Start of Data to process
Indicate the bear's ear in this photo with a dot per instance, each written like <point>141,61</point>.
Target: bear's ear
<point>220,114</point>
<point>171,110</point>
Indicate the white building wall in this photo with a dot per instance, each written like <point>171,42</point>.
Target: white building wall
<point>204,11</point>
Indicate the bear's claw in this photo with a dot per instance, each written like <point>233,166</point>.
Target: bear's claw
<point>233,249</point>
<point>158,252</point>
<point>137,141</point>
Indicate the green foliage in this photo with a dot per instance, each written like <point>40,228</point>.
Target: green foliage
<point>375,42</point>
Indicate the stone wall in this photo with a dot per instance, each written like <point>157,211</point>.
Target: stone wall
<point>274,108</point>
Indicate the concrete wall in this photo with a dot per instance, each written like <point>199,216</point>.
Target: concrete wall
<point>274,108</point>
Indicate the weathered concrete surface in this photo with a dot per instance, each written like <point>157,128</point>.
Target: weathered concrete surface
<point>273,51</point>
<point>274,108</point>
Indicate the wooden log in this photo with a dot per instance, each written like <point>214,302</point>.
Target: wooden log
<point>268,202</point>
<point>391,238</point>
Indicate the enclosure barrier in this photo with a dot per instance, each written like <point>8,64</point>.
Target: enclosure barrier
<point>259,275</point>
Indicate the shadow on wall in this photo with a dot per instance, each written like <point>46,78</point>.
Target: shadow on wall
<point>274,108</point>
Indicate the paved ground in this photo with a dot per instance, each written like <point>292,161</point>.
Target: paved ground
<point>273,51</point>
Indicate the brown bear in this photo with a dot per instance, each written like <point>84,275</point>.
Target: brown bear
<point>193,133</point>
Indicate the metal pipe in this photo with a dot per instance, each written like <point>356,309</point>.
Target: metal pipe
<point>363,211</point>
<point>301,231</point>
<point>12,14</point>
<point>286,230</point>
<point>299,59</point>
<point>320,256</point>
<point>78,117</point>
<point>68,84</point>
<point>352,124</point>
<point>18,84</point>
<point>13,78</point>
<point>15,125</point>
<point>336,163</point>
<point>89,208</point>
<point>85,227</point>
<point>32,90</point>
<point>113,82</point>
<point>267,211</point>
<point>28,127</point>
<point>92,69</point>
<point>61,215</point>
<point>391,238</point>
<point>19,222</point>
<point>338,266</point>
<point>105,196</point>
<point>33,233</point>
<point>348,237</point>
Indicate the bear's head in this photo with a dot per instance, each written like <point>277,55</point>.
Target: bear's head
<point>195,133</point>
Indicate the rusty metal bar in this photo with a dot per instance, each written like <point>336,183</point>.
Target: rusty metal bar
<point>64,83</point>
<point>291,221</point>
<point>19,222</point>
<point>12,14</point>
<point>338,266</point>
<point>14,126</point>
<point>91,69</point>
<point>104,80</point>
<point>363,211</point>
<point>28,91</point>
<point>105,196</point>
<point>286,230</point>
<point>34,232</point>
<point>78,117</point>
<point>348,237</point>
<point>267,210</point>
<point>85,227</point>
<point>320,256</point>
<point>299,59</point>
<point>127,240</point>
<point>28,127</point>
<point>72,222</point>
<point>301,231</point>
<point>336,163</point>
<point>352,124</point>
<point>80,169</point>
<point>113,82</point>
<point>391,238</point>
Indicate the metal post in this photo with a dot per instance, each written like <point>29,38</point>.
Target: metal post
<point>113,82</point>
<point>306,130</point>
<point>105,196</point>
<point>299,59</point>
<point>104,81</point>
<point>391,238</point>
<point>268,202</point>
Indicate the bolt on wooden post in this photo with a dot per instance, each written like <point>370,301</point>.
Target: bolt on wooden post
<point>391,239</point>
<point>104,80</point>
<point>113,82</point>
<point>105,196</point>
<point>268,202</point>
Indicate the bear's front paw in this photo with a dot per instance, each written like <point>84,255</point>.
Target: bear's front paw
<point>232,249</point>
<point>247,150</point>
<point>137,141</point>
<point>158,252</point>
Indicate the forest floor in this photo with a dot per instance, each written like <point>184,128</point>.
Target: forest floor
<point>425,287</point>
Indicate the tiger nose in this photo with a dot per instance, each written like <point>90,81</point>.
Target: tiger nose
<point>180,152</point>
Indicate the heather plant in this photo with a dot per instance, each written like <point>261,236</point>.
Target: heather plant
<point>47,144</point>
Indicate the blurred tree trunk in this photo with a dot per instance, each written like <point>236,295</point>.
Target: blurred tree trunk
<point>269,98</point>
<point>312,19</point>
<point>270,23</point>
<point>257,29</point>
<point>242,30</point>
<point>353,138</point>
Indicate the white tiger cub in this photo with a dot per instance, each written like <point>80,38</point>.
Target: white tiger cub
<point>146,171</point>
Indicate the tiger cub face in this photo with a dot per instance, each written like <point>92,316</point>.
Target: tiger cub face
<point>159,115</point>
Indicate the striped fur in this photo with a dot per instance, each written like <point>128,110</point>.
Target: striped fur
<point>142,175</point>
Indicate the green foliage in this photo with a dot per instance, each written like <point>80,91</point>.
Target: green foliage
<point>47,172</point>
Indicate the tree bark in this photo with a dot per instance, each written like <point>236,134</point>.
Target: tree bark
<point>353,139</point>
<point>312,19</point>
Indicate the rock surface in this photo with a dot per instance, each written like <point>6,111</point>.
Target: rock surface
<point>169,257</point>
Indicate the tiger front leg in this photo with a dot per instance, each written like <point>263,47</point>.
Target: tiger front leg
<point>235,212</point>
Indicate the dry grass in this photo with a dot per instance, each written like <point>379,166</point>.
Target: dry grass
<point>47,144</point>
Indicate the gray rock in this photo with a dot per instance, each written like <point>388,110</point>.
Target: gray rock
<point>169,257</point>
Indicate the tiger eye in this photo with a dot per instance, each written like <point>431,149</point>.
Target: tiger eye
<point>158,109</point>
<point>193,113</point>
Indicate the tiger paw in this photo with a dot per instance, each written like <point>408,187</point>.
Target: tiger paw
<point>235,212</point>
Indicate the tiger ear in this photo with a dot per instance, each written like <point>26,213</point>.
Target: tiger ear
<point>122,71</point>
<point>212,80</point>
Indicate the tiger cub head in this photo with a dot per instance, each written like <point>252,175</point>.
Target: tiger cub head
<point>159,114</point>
End of Data to process
• [The task]:
Give the rows above again with every "Indicate" swapped for "Mark", changing nothing else.

• [The response]:
Mark the bear's ear in this photo with a dot per instance, each written like <point>141,61</point>.
Target: bear's ear
<point>220,114</point>
<point>171,110</point>
Mark the white building wall in this photo with a dot per instance, each written like <point>171,42</point>.
Target: white building wall
<point>204,11</point>
Mark the bear's claw in this photo with a dot per instance, each written like <point>233,166</point>.
Target: bear's claw
<point>233,249</point>
<point>158,252</point>
<point>137,141</point>
Mark the green foliage in this photo with a dot per instance, each written like <point>40,228</point>.
Target: green foliage
<point>375,42</point>
Mark the stone wall in this photo with a dot per instance, each written like <point>157,211</point>.
Target: stone wall
<point>274,108</point>
Mark the concrete wall in this photo with a dot per instance, each written like <point>199,216</point>.
Target: concrete wall
<point>274,108</point>
Mark the weathered concrete surface in this photo with a dot per instance, each written like <point>157,128</point>.
Target: weathered concrete surface
<point>273,51</point>
<point>274,108</point>
Mark the wooden log in this photo with a dot per instance, each written like <point>214,302</point>.
Target: wooden log
<point>268,202</point>
<point>391,238</point>
Mark the enclosure barrier in this photo with a dot per instance, each written like <point>8,64</point>.
Target: enclosure barrier
<point>259,275</point>
Mark the shadow on wall in this photo with a dot per instance, each written like <point>46,78</point>.
Target: shadow on wall
<point>274,108</point>
Mark the paved ground in this photo with a dot per instance, each written like <point>292,161</point>.
Target: paved ground
<point>273,51</point>
Mark the brown bear in this photo with a dot per instance, each written like <point>84,275</point>.
Target: brown bear
<point>193,133</point>
Mark the metal pipe in this photo with a dot per instance, each written like <point>356,309</point>.
Target: metal pipe
<point>363,211</point>
<point>301,231</point>
<point>12,14</point>
<point>286,230</point>
<point>299,59</point>
<point>320,256</point>
<point>78,117</point>
<point>68,84</point>
<point>352,124</point>
<point>18,84</point>
<point>13,78</point>
<point>15,125</point>
<point>336,163</point>
<point>89,208</point>
<point>85,227</point>
<point>32,90</point>
<point>113,82</point>
<point>267,211</point>
<point>28,127</point>
<point>92,69</point>
<point>61,215</point>
<point>391,238</point>
<point>19,222</point>
<point>338,266</point>
<point>105,196</point>
<point>33,233</point>
<point>348,237</point>
Mark the bear's head in this photo with a dot per instance, each written like <point>277,55</point>.
Target: bear's head
<point>195,133</point>
Mark the rusty metal bar in this photo with a dot per instance, each written like <point>336,183</point>.
Target: rusty metal bar
<point>64,83</point>
<point>291,221</point>
<point>19,222</point>
<point>12,14</point>
<point>338,266</point>
<point>14,126</point>
<point>91,69</point>
<point>104,80</point>
<point>363,211</point>
<point>28,91</point>
<point>105,196</point>
<point>286,230</point>
<point>34,232</point>
<point>78,117</point>
<point>348,237</point>
<point>267,210</point>
<point>85,227</point>
<point>320,256</point>
<point>299,59</point>
<point>127,240</point>
<point>28,127</point>
<point>72,222</point>
<point>301,231</point>
<point>336,163</point>
<point>352,124</point>
<point>80,169</point>
<point>113,82</point>
<point>391,238</point>
Mark the metal post in this photo with a dot per instance, each written like <point>29,38</point>.
Target: metal post
<point>113,82</point>
<point>306,130</point>
<point>105,196</point>
<point>299,59</point>
<point>104,81</point>
<point>391,238</point>
<point>268,202</point>
Mark the bolt on wooden post in this photo with a dot per instance, each written like <point>370,301</point>.
Target: bolt on wooden post
<point>391,239</point>
<point>104,80</point>
<point>113,82</point>
<point>105,196</point>
<point>268,202</point>
Mark the bear's front paw in this photo with a dot per instance, each written like <point>84,255</point>.
Target: bear's front paw
<point>232,249</point>
<point>247,150</point>
<point>137,141</point>
<point>158,252</point>
Mark the forest floor in this photo with a dot per instance, each written like <point>184,128</point>.
Target: forest floor
<point>425,287</point>
Mark the tiger nose in this photo with a dot per instance, each written like <point>90,81</point>.
Target: tiger nose
<point>180,152</point>
Mark the heather plant in this photo with a dot per instance, each written like <point>261,236</point>.
Target: heather plant
<point>47,144</point>
Mark the blurred tree trunk in this photo with a dot per instance, each written like <point>236,295</point>.
Target: blurred tree trunk
<point>269,98</point>
<point>312,19</point>
<point>270,23</point>
<point>257,29</point>
<point>242,30</point>
<point>353,138</point>
Mark the white tiger cub in this photo with a dot per instance, each written like <point>80,38</point>.
Target: white tiger cub
<point>146,171</point>
Mark the tiger cub face in this photo with a dot per instance, each written like <point>92,316</point>.
Target: tiger cub face
<point>159,115</point>
Mark the striped fur in this photo with a dot per instance, each written like <point>128,110</point>.
Target: striped fur
<point>142,175</point>
Mark the green foliage in this photo with a dot per instance, each written like <point>80,91</point>.
Target: green foliage
<point>47,172</point>
Mark the tree bark in this photo with a dot per instance, each written like <point>236,134</point>.
Target: tree bark
<point>353,139</point>
<point>312,19</point>
Mark the rock surface in this photo with a dot per instance, each written like <point>6,111</point>.
Target: rock surface
<point>169,257</point>
Mark the tiger front leg in this photo with a dot per instance, each written like <point>263,47</point>.
Target: tiger front leg
<point>235,212</point>
Mark the dry grass in this photo with a dot per instance, each written like <point>379,166</point>.
Target: dry grass
<point>47,144</point>
Mark the gray rock in this photo with a dot per instance, each written like <point>388,110</point>.
Target: gray rock
<point>169,257</point>
Mark the tiger eye in this photo with a dot per instance, each written like <point>431,149</point>.
Target: tiger eye
<point>158,109</point>
<point>193,113</point>
Mark the tiger paw in this photo with a dot per instance, each written like <point>408,187</point>.
Target: tiger paw
<point>235,212</point>
Mark the tiger ear in this photo with a dot per instance, each written like <point>26,213</point>.
Target: tiger ear
<point>122,71</point>
<point>212,80</point>
Mark the tiger cub head in this photo with a dot per instance, each written like <point>252,175</point>.
Target: tiger cub head
<point>159,114</point>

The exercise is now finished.